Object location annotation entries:
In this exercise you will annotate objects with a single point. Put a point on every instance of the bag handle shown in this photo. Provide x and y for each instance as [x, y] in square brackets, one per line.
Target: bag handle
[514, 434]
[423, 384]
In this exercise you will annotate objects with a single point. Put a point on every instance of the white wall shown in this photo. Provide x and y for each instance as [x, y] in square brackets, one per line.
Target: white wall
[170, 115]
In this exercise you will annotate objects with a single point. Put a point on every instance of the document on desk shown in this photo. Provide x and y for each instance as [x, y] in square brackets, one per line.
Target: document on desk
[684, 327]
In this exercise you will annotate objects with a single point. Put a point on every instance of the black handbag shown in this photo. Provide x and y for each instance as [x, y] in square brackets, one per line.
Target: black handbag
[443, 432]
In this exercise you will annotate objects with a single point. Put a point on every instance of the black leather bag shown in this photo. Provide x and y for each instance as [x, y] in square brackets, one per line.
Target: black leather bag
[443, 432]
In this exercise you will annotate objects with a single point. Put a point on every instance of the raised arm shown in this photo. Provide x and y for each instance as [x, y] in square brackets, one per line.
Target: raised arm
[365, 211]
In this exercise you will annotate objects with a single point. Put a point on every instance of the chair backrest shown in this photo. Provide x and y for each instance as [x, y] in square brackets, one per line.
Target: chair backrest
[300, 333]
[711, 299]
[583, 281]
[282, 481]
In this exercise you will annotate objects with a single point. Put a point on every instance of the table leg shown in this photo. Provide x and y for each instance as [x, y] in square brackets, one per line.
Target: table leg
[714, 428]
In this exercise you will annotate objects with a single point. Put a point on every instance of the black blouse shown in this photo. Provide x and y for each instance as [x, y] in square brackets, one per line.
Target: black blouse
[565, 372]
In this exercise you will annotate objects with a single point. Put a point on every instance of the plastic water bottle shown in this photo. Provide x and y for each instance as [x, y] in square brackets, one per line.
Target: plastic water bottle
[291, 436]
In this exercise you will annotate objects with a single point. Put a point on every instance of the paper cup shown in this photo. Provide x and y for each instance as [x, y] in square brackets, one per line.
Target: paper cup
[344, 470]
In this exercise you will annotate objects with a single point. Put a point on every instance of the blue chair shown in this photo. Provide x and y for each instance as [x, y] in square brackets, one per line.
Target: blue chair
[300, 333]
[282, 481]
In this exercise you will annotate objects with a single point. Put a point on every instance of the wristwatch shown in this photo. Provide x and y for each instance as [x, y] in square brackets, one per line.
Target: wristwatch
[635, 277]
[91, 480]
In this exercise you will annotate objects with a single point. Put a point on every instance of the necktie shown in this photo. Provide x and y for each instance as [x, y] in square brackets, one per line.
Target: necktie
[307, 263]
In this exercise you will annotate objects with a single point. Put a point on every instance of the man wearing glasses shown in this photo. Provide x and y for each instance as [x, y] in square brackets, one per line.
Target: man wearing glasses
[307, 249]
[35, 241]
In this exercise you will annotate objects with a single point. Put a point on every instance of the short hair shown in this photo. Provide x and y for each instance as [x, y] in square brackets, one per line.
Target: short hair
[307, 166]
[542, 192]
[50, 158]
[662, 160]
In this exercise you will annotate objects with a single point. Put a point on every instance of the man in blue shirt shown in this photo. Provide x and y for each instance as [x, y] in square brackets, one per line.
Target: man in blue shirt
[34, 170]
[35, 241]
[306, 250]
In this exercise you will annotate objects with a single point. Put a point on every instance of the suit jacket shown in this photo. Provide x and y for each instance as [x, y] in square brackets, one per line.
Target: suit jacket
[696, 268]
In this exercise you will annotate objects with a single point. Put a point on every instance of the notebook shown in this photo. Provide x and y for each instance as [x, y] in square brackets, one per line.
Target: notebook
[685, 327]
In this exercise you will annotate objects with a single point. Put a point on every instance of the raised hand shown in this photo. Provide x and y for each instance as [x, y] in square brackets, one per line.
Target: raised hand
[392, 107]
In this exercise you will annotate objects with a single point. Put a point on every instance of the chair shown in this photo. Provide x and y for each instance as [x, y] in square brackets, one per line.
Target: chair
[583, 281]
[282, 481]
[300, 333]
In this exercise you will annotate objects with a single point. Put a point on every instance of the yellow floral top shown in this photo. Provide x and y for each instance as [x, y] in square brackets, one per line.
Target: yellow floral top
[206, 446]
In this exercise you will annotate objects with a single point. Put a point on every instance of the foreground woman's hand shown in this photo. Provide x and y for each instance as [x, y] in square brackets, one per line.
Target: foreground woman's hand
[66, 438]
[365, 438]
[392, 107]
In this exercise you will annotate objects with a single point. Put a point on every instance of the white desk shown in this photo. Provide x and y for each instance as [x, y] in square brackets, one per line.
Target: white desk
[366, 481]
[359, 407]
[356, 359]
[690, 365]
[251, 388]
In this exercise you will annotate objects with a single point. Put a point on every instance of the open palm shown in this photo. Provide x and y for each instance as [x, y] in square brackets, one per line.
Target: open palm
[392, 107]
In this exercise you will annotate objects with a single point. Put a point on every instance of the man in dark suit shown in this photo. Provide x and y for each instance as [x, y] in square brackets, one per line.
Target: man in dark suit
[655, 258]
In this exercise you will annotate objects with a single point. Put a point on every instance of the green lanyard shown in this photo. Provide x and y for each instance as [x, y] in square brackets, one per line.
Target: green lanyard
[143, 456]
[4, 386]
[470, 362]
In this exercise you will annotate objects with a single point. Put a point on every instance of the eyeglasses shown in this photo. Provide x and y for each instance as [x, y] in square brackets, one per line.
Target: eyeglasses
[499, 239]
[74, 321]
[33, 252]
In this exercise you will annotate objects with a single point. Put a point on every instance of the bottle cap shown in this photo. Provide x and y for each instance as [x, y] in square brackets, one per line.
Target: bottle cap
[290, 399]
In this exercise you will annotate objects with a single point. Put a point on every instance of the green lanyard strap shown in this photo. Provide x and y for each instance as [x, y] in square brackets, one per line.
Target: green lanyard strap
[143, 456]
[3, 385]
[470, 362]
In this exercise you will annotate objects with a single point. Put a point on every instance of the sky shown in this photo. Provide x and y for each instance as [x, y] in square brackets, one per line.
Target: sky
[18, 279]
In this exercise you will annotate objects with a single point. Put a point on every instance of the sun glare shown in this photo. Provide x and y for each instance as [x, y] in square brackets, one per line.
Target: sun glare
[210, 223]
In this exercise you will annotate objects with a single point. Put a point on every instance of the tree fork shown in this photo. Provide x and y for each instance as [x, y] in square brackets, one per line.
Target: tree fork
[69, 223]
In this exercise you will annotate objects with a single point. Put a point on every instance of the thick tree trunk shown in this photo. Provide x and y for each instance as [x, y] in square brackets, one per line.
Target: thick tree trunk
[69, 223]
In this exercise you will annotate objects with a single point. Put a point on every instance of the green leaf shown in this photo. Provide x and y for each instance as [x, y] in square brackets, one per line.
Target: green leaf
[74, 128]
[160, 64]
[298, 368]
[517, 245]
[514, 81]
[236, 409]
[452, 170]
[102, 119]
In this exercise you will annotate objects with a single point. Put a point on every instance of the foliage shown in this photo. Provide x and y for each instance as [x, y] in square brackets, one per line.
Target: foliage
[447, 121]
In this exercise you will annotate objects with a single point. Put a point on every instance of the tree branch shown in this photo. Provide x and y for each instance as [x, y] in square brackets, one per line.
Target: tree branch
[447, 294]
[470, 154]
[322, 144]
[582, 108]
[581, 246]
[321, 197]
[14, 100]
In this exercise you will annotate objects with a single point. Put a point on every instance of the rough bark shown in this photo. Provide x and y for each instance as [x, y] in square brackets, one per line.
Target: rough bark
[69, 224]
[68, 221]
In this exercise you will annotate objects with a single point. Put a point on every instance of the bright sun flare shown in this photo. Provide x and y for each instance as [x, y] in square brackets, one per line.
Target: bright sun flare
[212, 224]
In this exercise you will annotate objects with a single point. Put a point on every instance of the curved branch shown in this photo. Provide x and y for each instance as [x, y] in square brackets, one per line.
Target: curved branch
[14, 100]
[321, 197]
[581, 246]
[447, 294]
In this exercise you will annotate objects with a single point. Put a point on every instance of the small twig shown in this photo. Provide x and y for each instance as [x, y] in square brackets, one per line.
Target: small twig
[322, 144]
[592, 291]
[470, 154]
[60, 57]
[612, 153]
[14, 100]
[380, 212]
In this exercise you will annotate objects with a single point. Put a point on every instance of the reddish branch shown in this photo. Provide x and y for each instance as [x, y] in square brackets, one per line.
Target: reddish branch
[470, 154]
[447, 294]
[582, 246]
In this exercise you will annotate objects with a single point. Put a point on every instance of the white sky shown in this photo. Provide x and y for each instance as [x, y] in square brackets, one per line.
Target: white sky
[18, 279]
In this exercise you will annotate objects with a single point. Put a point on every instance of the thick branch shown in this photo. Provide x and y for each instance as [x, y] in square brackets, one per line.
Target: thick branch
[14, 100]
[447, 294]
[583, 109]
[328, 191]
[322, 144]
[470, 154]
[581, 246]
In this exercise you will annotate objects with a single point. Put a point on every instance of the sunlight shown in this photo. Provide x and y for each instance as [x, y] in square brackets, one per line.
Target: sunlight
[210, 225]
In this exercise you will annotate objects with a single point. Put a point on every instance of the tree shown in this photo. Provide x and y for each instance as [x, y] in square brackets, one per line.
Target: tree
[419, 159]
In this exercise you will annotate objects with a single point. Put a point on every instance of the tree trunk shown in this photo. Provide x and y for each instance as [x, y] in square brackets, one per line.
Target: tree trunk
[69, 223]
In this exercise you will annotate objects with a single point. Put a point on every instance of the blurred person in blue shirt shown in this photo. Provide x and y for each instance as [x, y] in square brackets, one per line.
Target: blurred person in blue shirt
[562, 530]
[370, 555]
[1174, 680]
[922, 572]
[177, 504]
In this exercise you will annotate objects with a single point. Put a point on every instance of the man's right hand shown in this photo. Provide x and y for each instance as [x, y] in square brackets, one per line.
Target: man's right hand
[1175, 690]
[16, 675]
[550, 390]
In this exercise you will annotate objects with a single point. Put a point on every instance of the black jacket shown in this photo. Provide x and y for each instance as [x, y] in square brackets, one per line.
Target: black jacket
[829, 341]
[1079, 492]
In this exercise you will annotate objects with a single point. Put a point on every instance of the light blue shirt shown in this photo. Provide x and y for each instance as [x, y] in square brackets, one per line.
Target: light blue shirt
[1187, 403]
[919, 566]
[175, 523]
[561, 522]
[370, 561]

BRIEF: Update the lines from the one that contains "of the light" through the end of the entries by putting "pale blue shirt" wherever "light blue shirt" appears, and leave everything else unchanged.

ANSWER TO THIS EXERCISE:
In this exercise you will annotate objects with a single point. Put a point on every instance of the pale blue shirt shown in this photo. Provide x and y for each instance as [x, y] in square brackets, one per line.
Target: pale blue shirt
[1187, 403]
[919, 566]
[175, 523]
[561, 522]
[370, 561]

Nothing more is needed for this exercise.